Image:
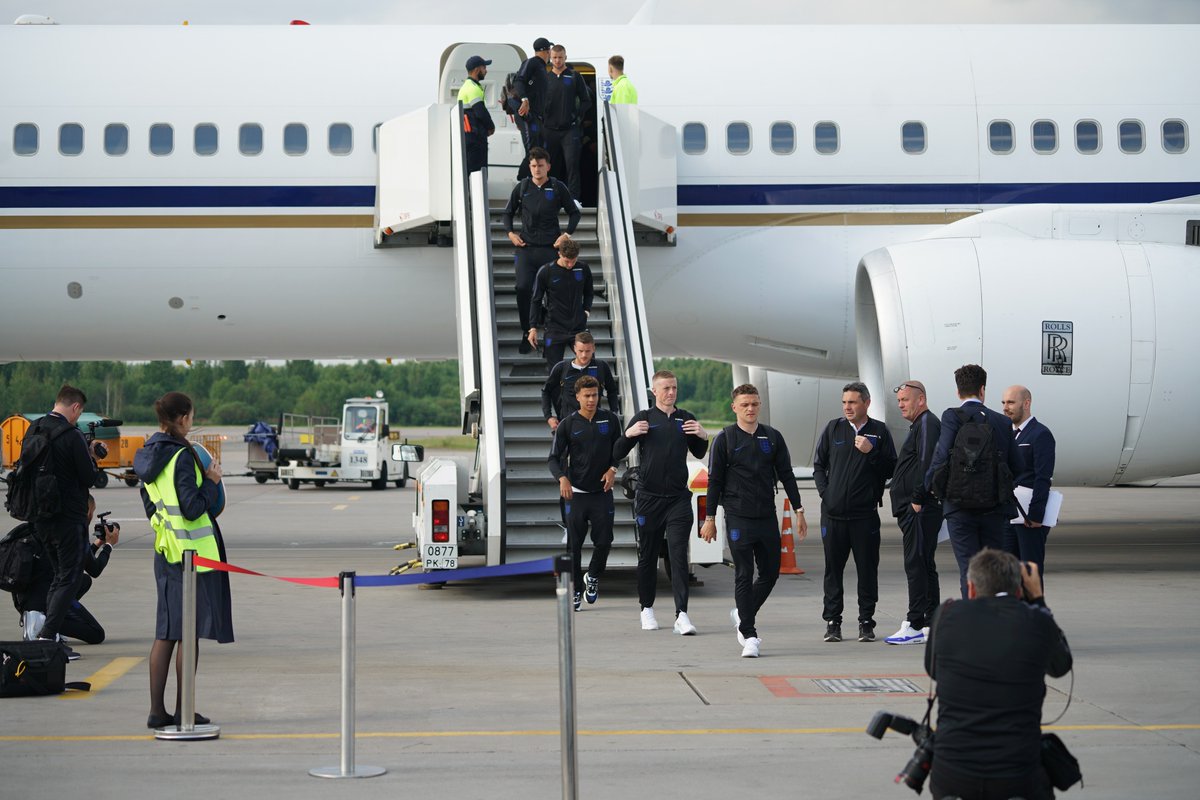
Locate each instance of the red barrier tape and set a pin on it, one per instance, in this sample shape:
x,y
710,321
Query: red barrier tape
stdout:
x,y
199,560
===
Exercise details:
Starting from the line holding "Locate each instance", restate the remaining lines of the data word for word, including the last.

Problem solution:
Locate each instance of the red barrier tape and set a pin on it, one per instance, in this sample shape:
x,y
710,321
Query: red barrier tape
stdout:
x,y
199,560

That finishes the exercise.